### Texto de partida
________
Hoy me fui a conocer el Templo Azul de Chiang Rai, ese que todos me decían que no podía perderme. Y la verdad, después de haber visto el Templo Blanco, pensé: “Bueno, ya está, dudo que algo más me sorprenda”. Pero llegué… y me quedé quieta. Sin palabras. Es de esos lugares que te atrapan sin hacer ruido.
Desde lejos se ve el resplandor. No es un azul cualquiera: es un azul eléctrico, intenso, de esos que te hacen entrecerrar los ojos del reflejo. Las torres parecen querer tocar el cielo, y los dragones que flanquean la entrada se enroscan entre sí como si estuvieran vivos. Cada escama está decorada con pedacitos de espejo que reflejan la luz del sol y hacen que todo brille como si el templo respirara.
________
Entradas de un conjunto de datos de anotación:

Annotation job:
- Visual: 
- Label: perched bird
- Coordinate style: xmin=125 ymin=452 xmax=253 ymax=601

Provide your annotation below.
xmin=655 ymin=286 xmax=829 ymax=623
________
### Instrucciones de tareas
• 1. Transcribe del texto sobre el Templo Azul todo lo que va desde "Desde lejos se" hasta "el templo respirara.".
• 2. Enumera todas las formas verbales en primera persona del singular del pretérito perfecto simple que aparecen en el texto sobre el Templo Azul.
• 3. Prosigue el relato de la visita al Templo Azul a partir de donde termina.

### Respuestas
• 1.
Desde lejos se ve el resplandor. No es un azul cualquiera: es un azul eléctrico, intenso, de esos que te hacen entrecerrar los ojos del reflejo. Las torres parecen querer tocar el cielo, y los dragones que flanquean la entrada se enroscan entre sí como si estuvieran vivos. Cada escama está decorada con pedacitos de espejo que reflejan la luz del sol y hacen que todo brille como si el templo respirara.

• 2. fui, pensé, llegué, quedé

• 3.
El lugar entero está tan limpio, tan prolijo, que parece recién inaugurado. A cada costado del camino hay esculturas con formas de criaturas celestiales, guardianes y dioses, todas con una expresión distinta. Y algo que me encantó: las flores. Hay flores por todos lados, azules, lilas, algunas naturales, otras talladas, como si el color se hubiera expandido más allá del templo.
El nombre original, Wat Rong Suea Ten, significa “Templo del Tigre Danzante”. Antiguamente, en este mismo terreno había un templo muy viejo que terminó en ruinas, y la gente contaba que los tigres bajaban del bosque a descansar junto al río. Años después, un artista local, Putha Kabkaew —discípulo del creador del Templo Blanco— decidió construir algo nuevo. Empezó en 2005 y lo terminó en 2016. Lo hizo como un homenaje al arte tailandés tradicional, pero con un toque moderno, donde cada rincón brilla.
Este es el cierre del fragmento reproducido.